## Schriftliche Aufgabe 1
Beantworte zum Textauszug über Kunst und Moral kurz:
(a) In welcher Zeitschrift ist der Beitrag erschienen?
(b) Wie heißt das Projekt, das im Titel genannt wird?
(c) Welches Merkmal der modernen Kunst ruft laut Kapitel 1 das Unbehagen hervor?

# # # # #

Strassenkinder im Museum als Druckversion (PDF 1.250 KB)
Strassenkinder im Museum. Betrachtungen zu Kunst und Moral: Das Projekt „Devotionalia“
in: ZeitSchrift/Reformatio, Jg. 46, Nr. 1, Februar 1997 (Sondernummer „Moralismus“), S. 55-63.
Kapitel 1: Kunst und Moral
In regelmässiger Wiederkehr äussert sich bei manchen Künstlern und Künstlerinnen sowie bei einem Teil des Publikums ein Unbehagen, das durch ein kennzeichnendes Merkmal der modernen Kunst hervorgerufen wird – durch deren Autonomie und die damit einhergehende scheinbare Folgenlosigkeit für das Leben. Das Unbehagen stellt sich ein, weil das „bloss Ästhetische“ der Kunst dem Ethisch-Praktischen des „wirklichen Lebens“ entgegensetzt und damit zugleich eine klare Wertung vollzogen wird. Denn indem die Kunst vom Treiben der Welt bewusst Abstand nehme, offenbare sie sich als ein Bereich vermiedener Verantwortung, als spielerischer Immoralismus angesichts der brennenden Fragen einer unerlösten Wirklichkeit. Versuche, die Kunst an das „Leben“ neu anzukoppeln sind deshalb vielfältig erfolgt, allerdings jeweils ohne länger währenden Erfolg.

# # # # #

## Schriftliche Aufgabe 2
Ersetze in der Auflistung „Output“ durch „Result“ und lass alles andere unverändert, und zwar im Abschnitt von der Zeile mit „Locate the religious“ bis einschließlich der Zeile mit „[557,0,720,192]“. Gib nur diesen Abschnitt wieder.

## Aufgelistete Einträge
# # # # #

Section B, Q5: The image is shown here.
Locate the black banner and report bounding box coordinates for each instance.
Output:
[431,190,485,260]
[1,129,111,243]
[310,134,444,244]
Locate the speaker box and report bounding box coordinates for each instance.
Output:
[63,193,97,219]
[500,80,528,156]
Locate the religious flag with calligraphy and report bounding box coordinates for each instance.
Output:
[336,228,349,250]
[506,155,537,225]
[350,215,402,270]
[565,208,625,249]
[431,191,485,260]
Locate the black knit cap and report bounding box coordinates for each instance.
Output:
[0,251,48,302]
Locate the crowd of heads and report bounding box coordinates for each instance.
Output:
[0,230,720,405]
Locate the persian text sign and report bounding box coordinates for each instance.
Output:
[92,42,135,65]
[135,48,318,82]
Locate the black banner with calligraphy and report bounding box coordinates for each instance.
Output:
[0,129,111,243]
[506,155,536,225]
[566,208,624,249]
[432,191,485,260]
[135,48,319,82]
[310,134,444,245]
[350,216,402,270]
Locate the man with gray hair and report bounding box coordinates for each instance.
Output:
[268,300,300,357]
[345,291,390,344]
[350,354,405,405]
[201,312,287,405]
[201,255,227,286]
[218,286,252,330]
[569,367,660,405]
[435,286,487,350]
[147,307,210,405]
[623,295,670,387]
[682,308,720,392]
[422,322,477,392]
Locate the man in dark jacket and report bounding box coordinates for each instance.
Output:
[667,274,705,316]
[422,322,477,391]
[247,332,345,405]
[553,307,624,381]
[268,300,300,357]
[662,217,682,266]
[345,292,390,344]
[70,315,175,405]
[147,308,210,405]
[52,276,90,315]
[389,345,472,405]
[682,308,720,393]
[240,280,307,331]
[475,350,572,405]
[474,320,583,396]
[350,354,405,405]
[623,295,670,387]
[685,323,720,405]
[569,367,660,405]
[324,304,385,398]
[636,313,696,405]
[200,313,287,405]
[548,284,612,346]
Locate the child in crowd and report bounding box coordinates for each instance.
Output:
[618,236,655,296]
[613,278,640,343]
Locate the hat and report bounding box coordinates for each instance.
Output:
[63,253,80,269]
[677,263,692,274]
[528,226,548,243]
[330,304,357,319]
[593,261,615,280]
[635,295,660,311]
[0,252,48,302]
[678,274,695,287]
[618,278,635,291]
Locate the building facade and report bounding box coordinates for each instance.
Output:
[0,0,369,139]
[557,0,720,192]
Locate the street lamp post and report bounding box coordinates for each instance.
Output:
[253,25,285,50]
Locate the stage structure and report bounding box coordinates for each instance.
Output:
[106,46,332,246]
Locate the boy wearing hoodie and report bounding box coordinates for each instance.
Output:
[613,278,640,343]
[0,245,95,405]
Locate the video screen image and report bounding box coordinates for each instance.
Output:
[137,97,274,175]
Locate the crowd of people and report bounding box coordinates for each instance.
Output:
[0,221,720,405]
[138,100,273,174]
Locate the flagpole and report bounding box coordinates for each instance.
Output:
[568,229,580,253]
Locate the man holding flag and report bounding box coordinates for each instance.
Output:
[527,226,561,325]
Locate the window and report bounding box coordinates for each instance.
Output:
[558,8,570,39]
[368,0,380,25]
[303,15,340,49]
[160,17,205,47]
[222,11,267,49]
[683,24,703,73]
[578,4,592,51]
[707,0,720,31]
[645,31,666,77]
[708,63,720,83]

# # # # #

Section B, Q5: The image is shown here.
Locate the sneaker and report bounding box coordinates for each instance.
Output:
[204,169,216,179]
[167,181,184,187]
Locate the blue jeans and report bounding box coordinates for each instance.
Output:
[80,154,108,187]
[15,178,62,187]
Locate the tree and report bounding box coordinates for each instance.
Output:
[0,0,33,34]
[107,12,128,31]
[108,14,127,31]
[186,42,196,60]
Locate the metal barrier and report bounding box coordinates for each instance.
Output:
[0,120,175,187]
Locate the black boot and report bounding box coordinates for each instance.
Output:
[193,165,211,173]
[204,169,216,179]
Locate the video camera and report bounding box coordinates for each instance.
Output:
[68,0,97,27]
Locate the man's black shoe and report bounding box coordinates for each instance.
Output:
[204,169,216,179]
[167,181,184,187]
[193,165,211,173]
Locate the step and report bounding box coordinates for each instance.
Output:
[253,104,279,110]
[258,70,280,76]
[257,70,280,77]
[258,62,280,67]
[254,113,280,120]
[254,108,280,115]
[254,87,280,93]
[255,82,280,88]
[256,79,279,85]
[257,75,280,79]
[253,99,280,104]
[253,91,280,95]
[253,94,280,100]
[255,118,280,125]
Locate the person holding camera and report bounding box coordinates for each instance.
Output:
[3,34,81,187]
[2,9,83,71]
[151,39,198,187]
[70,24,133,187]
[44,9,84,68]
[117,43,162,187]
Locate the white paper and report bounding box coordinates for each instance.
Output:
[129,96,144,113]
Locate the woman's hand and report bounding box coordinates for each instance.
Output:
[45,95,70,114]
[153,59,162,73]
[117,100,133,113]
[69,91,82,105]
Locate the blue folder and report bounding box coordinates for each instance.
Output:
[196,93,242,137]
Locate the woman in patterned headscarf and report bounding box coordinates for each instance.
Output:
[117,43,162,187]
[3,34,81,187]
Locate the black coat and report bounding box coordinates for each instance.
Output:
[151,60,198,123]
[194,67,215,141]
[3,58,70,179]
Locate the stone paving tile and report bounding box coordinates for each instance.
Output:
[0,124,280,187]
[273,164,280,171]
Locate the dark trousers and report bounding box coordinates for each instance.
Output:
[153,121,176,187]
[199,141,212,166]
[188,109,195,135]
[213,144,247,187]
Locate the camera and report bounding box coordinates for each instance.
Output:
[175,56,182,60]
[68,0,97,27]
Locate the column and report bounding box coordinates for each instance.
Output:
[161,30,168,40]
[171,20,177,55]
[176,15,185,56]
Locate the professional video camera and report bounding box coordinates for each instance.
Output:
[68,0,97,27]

# # # # #

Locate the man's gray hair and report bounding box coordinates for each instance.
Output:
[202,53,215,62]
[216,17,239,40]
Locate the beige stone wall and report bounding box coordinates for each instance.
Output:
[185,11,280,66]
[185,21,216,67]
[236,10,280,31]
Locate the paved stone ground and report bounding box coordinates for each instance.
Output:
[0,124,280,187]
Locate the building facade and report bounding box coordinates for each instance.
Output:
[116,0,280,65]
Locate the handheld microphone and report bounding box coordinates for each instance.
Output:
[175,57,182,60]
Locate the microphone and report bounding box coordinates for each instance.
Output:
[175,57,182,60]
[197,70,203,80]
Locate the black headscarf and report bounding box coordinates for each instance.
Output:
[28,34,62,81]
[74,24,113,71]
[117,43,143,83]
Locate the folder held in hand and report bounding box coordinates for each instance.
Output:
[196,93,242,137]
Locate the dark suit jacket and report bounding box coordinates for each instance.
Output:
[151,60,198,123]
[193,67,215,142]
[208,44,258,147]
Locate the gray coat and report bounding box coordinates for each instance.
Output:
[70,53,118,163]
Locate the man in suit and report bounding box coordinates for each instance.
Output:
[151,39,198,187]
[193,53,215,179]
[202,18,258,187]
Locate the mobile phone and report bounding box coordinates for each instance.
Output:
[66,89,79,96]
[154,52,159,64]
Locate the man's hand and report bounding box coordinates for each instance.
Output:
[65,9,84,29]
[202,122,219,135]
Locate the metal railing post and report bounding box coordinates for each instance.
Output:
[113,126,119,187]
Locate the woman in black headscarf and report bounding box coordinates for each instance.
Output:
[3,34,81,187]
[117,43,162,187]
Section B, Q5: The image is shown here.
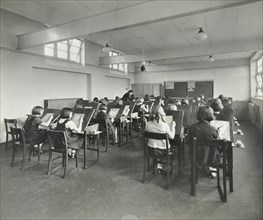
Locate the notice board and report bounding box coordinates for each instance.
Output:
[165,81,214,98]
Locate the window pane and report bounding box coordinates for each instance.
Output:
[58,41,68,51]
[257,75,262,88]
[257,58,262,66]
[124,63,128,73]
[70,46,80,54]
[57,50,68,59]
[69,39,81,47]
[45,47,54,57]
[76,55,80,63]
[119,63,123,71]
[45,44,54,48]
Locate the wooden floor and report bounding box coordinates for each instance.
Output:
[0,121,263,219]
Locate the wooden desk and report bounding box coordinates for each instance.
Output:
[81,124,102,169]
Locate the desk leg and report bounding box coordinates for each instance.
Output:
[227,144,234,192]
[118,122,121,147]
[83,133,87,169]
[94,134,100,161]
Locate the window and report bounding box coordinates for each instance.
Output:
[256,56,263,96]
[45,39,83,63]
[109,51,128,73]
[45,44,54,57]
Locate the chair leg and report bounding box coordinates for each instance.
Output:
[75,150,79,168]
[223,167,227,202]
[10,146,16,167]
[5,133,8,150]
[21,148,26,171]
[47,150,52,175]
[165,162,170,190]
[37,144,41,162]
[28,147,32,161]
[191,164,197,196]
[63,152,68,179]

# # # # #

## Antwort 1
(a) In ZeitSchrift/Reformatio.
(b) „Devotionalia“.
(c) Ihre Autonomie und die damit einhergehende scheinbare Folgenlosigkeit für das Leben.

## Antwort 2
Locate the religious flag with calligraphy and report bounding box coordinates for each instance.
Result:
[336,228,349,250]
[506,155,537,225]
[350,215,402,270]
[565,208,625,249]
[431,191,485,260]
Locate the black knit cap and report bounding box coordinates for each instance.
Result:
[0,251,48,302]
Locate the crowd of heads and report bounding box coordinates for each instance.
Result:
[0,230,720,405]
Locate the persian text sign and report bounding box coordinates for each instance.
Result:
[92,42,135,65]
[135,48,318,82]
Locate the black banner with calligraphy and report bounding box coordinates for each instance.
Result:
[0,129,111,243]
[506,155,536,225]
[566,208,624,249]
[432,191,485,260]
[135,48,319,82]
[310,134,444,245]
[350,216,402,270]
Locate the man with gray hair and report bounding box coordinates for each instance.
Result:
[268,300,300,357]
[345,291,390,344]
[350,354,405,405]
[201,312,287,405]
[201,255,227,286]
[218,286,252,330]
[569,367,660,405]
[435,286,487,350]
[147,307,210,405]
[623,295,670,387]
[682,308,720,392]
[422,322,477,392]
Locate the man in dark jacket and report bounding box coordinates for each instance.
Result:
[667,274,705,316]
[422,322,477,391]
[247,332,345,405]
[553,307,624,381]
[268,300,300,357]
[662,217,682,266]
[345,292,390,344]
[70,315,175,405]
[147,308,210,405]
[52,276,90,315]
[389,345,472,405]
[682,308,720,393]
[240,280,307,331]
[475,350,572,405]
[474,320,583,396]
[350,354,405,405]
[623,295,670,387]
[685,323,720,405]
[569,367,660,405]
[324,304,385,398]
[636,313,696,405]
[200,313,287,405]
[548,284,612,346]
Locate the child in crowd and report bounding box coordinates for each instance.
Result:
[618,236,655,296]
[613,278,640,343]
Locate the hat and report bounding box coordinates for each instance.
Result:
[63,253,80,269]
[677,263,692,274]
[528,226,548,243]
[330,304,357,319]
[593,261,615,280]
[635,295,660,311]
[0,252,48,302]
[678,274,695,287]
[618,278,635,291]
Locate the building facade and report bounding box coordinates for each instance.
Result:
[0,0,369,139]
[557,0,720,192]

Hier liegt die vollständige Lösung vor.